> [DATA SUPPLIED]
········

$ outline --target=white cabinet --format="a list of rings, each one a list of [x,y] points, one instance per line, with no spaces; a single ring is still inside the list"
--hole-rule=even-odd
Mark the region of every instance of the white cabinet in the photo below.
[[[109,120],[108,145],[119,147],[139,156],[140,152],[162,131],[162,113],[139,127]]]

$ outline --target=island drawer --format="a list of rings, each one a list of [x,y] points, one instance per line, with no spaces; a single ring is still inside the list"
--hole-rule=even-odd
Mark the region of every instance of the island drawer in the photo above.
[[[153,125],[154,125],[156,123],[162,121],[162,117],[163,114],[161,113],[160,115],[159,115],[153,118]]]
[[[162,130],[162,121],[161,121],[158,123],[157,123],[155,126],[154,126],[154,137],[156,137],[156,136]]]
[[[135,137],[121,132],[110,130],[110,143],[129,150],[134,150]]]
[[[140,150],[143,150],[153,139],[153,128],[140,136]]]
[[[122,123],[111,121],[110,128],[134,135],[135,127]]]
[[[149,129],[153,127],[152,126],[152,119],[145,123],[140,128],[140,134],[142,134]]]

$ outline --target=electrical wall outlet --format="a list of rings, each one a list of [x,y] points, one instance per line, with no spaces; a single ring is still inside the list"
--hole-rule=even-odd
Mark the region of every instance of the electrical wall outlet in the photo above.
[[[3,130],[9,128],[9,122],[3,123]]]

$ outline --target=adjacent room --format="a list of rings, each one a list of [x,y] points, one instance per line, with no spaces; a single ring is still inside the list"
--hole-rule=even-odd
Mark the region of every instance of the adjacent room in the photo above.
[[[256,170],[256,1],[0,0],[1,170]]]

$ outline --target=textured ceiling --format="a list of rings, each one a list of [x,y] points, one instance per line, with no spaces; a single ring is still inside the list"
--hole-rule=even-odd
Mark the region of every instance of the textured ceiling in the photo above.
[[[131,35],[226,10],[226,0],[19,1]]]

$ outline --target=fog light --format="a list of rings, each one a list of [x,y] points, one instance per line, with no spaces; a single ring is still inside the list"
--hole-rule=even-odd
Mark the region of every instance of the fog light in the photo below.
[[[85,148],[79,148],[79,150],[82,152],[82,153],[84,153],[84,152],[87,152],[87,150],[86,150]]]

········

> [DIRECTIONS] Rewrite the items above, swapping every "even-odd" for "nonzero" and keeping everything else the same.

> [WORKED SOLUTION]
$ outline --target=white cabinet --format="a list of rings, each one a list of [x,y] points, one instance per line, with no spaces; a single ring is still inside the list"
--hole-rule=nonzero
Mark the region of every instance of the white cabinet in the photo below.
[[[109,120],[108,145],[119,147],[139,156],[140,152],[162,131],[162,113],[139,127]]]

$ outline --target=island drawer --format="a list of rings, each one a list of [x,y] points, one instance per line, with no spaces; a single ring is still inside the list"
--hole-rule=nonzero
Mark the region of every instance of the island drawer in the photo above.
[[[153,125],[154,125],[156,123],[162,121],[162,117],[163,114],[161,113],[160,115],[159,115],[153,118]]]
[[[162,130],[162,121],[161,121],[158,123],[157,123],[155,126],[154,126],[154,137],[156,137],[156,136]]]
[[[135,137],[121,132],[110,130],[110,143],[129,150],[134,150]]]
[[[140,150],[143,150],[153,139],[153,128],[140,136]]]
[[[122,123],[111,121],[110,128],[134,135],[135,127]]]
[[[149,129],[153,127],[152,126],[152,119],[145,123],[140,128],[140,134],[142,134]]]

$ outline --target=electrical wall outlet --format="a list of rings, each one a list of [x,y] points, one instance per line, with no spaces; a single ring is still inside the list"
--hole-rule=nonzero
Mark the region of every instance of the electrical wall outlet in the photo above.
[[[3,130],[9,128],[9,122],[3,123]]]

$ outline --target=adjacent room --format="a list of rings, each one a list of [x,y] points, one instance per line, with no spaces; a single ring is still inside the list"
--hole-rule=nonzero
Mark the region of every instance of the adjacent room in the photo above.
[[[256,170],[256,1],[0,0],[1,170]]]

$ outline --target=textured ceiling --format="a list of rings, each one a list of [x,y] points, one instance per line, with no spaces; a single ring is still inside the list"
--hole-rule=nonzero
Mark the region of every instance of the textured ceiling in the photo above.
[[[131,35],[226,10],[226,0],[19,1]]]

$ outline --target=fog light --format="a list of rings, each one a list of [x,y] points, one instance per line, with no spaces; a single ring is still inside the list"
--hole-rule=nonzero
Mark the region of every instance of the fog light in the photo below.
[[[85,148],[79,148],[79,150],[82,152],[82,153],[84,153],[84,152],[87,152],[87,150],[86,150]]]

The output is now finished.